# START OF DATA PROVIDED

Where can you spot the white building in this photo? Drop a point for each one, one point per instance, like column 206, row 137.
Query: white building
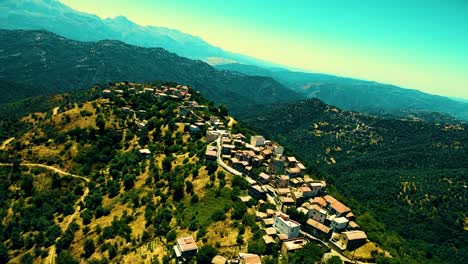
column 286, row 226
column 257, row 141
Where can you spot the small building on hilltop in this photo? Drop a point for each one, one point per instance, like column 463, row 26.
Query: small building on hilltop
column 286, row 226
column 145, row 153
column 186, row 247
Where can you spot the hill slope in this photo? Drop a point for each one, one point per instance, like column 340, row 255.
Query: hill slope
column 56, row 17
column 357, row 95
column 48, row 62
column 410, row 175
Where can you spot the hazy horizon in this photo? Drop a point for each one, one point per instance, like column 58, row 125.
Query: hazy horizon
column 417, row 45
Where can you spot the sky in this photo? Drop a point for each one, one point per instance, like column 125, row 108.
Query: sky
column 414, row 44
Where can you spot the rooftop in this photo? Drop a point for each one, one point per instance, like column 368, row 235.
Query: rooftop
column 187, row 244
column 319, row 226
column 355, row 235
column 336, row 205
column 295, row 244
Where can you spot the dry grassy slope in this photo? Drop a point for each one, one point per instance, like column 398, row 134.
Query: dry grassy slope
column 65, row 120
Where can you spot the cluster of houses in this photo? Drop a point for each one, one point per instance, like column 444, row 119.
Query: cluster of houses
column 273, row 178
column 179, row 93
column 284, row 182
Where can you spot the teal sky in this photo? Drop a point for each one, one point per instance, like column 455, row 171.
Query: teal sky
column 415, row 44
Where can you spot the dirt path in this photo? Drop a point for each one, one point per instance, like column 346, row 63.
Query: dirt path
column 5, row 143
column 52, row 251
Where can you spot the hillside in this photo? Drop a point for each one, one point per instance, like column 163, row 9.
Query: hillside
column 120, row 173
column 33, row 58
column 107, row 201
column 403, row 173
column 53, row 16
column 357, row 95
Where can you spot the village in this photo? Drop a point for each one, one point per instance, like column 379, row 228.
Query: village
column 273, row 178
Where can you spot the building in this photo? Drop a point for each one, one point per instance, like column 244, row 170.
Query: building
column 354, row 239
column 292, row 245
column 336, row 206
column 194, row 129
column 339, row 224
column 286, row 226
column 247, row 258
column 257, row 141
column 317, row 229
column 186, row 247
column 145, row 153
column 211, row 154
column 317, row 213
column 264, row 178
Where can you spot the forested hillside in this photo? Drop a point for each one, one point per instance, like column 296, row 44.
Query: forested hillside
column 408, row 175
column 74, row 184
column 39, row 62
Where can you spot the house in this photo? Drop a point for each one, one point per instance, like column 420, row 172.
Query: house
column 211, row 135
column 286, row 226
column 318, row 201
column 227, row 149
column 306, row 191
column 292, row 245
column 316, row 188
column 354, row 239
column 282, row 181
column 264, row 178
column 194, row 129
column 276, row 165
column 219, row 260
column 317, row 229
column 106, row 93
column 336, row 206
column 145, row 153
column 339, row 224
column 211, row 154
column 257, row 192
column 257, row 141
column 247, row 258
column 317, row 213
column 278, row 150
column 186, row 247
column 291, row 161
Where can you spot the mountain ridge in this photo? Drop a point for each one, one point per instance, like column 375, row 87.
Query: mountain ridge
column 41, row 58
column 357, row 95
column 61, row 19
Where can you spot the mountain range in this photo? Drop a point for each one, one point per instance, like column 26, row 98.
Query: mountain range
column 345, row 93
column 56, row 17
column 410, row 176
column 39, row 62
column 357, row 95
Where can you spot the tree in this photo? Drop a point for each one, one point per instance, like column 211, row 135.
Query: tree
column 88, row 248
column 334, row 260
column 64, row 257
column 167, row 164
column 206, row 254
column 3, row 253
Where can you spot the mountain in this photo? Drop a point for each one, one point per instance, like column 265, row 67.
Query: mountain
column 357, row 95
column 51, row 63
column 53, row 16
column 409, row 175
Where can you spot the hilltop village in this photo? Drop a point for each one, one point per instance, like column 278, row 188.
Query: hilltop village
column 275, row 181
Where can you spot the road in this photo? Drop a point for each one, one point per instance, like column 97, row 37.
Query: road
column 52, row 251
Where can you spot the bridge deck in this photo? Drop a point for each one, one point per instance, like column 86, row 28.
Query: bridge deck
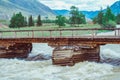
column 63, row 36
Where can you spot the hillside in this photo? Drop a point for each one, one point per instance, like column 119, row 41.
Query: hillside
column 91, row 14
column 27, row 7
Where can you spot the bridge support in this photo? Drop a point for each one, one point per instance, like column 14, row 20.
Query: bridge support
column 15, row 50
column 69, row 55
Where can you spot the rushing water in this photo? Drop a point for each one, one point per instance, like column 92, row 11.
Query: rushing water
column 14, row 69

# END OF DATA PROVIDED

— WHAT NEEDS TO BE DONE —
Copy out all of the material above word for word, leaving out the pictures.

— PROBLEM SOLUTION —
Where can you spot the white building in this photo? Drop a point for each one, one point per instance, like column 206, row 137.
Query: white building
column 286, row 226
column 257, row 141
Where can you spot the small building on hilltop in this photo? Drop a point for each one, one point per instance, like column 463, row 26.
Query: small building on hilltop
column 286, row 226
column 145, row 153
column 186, row 247
Where can you spot the hill slope in this photo? Drop a point for each one, one point per instance, like column 340, row 255.
Query: hill slope
column 56, row 17
column 357, row 95
column 48, row 62
column 410, row 175
Where can you spot the hazy horizon in this photo? Drop a point for each one, one point per instance, like column 58, row 125.
Query: hazy horizon
column 417, row 45
Where can you spot the sky in this photo? Drop a point for each one, one point per instance, like column 125, row 108.
Query: sky
column 414, row 44
Where can you spot the rooftop in this photo? Drop a point for each one, one point per instance, like column 368, row 235.
Query: rooftop
column 187, row 244
column 319, row 226
column 355, row 235
column 336, row 205
column 295, row 244
Where can you spot the dry grassy slope in this photo? Drop a point for each one, one point per instance, like column 398, row 134.
Query: dry grassy slope
column 65, row 120
Where can you spot the cluster of houses in this photo? Drop a point for each one, one point per instance, like column 444, row 119.
Query: cluster of houses
column 273, row 178
column 179, row 93
column 284, row 182
Where can you spot the teal sky in this photo? Drop a point for each one, one point per instance, like column 455, row 171.
Query: teal sky
column 415, row 44
Where can you spot the dirt path in this photo? Drop a point for each one, one point per instance, like column 346, row 63.
Query: dirt path
column 5, row 143
column 52, row 251
Where can you spot the hillside in this photo? Drop a point for each one, one point per instance, like column 163, row 9.
Query: hillside
column 120, row 173
column 33, row 58
column 107, row 201
column 403, row 173
column 53, row 16
column 357, row 95
Where can you spot the village in this photo? Drop a point for each one, one point per instance, like column 379, row 228.
Query: village
column 273, row 178
Where can you spot the building in this photo? Drop a point for each one, one point per instance, like column 244, row 170.
Query: building
column 354, row 239
column 292, row 245
column 336, row 206
column 194, row 129
column 339, row 224
column 286, row 226
column 247, row 258
column 257, row 141
column 317, row 229
column 186, row 247
column 145, row 153
column 211, row 154
column 317, row 213
column 264, row 178
Where can you spot the forested hillside in this photo? Drop a point for each one, one point per instance, like column 296, row 44.
Query: forested hillside
column 408, row 175
column 74, row 184
column 39, row 62
Where can you spot the house in this photo? Drop a point for each one, one point per instance, like column 420, row 172.
Query: house
column 211, row 135
column 286, row 226
column 318, row 201
column 227, row 149
column 306, row 191
column 292, row 245
column 316, row 188
column 354, row 239
column 282, row 181
column 264, row 178
column 194, row 129
column 276, row 165
column 219, row 260
column 317, row 229
column 106, row 93
column 336, row 206
column 145, row 153
column 339, row 224
column 211, row 154
column 257, row 192
column 257, row 141
column 247, row 258
column 317, row 213
column 278, row 150
column 186, row 247
column 291, row 161
Where can you spot the mountain ridge in this photo? Drop a point for each one, one point per instance, like column 375, row 87.
Query: mountain ridge
column 41, row 58
column 357, row 95
column 61, row 19
Where can you spot the mountain range in this photo? Drop a point for each one, one point per instance, like column 26, row 98.
Query: mountain range
column 345, row 93
column 56, row 17
column 410, row 176
column 39, row 62
column 357, row 95
Where can you spot the tree in this photo? Drop a point for each one, one point per instance, like column 211, row 135.
Query: tree
column 88, row 248
column 334, row 260
column 64, row 257
column 167, row 164
column 206, row 254
column 3, row 253
Where can you spot the mountain in this photo? Drop a point for each one, one point per instance, like column 265, row 67.
Query: mountain
column 357, row 95
column 51, row 63
column 53, row 16
column 409, row 175
Where can you spot the hilltop village in this photo? Drop a point for each one, one point per instance, like column 278, row 188.
Query: hilltop village
column 275, row 181
Where can you spot the road in this photo? Drop a point for each one, one point per instance, like column 97, row 37.
Query: road
column 52, row 251
Where can you spot the bridge deck in this photo? Drop a point for each one, one point per instance, like column 86, row 28.
Query: bridge deck
column 63, row 36
Where can you spot the hillside in this photo? Drop a point for each one, one point per instance, like column 119, row 41.
Query: hillside
column 91, row 14
column 27, row 7
Where can you spot the bridge support in this photo? Drop a point for each one, one point per instance, like column 14, row 20.
Query: bridge support
column 15, row 50
column 69, row 55
Where can you spot the rushing water in this photo? Drop a point for each one, one point per instance, like column 92, row 11.
Query: rushing water
column 14, row 69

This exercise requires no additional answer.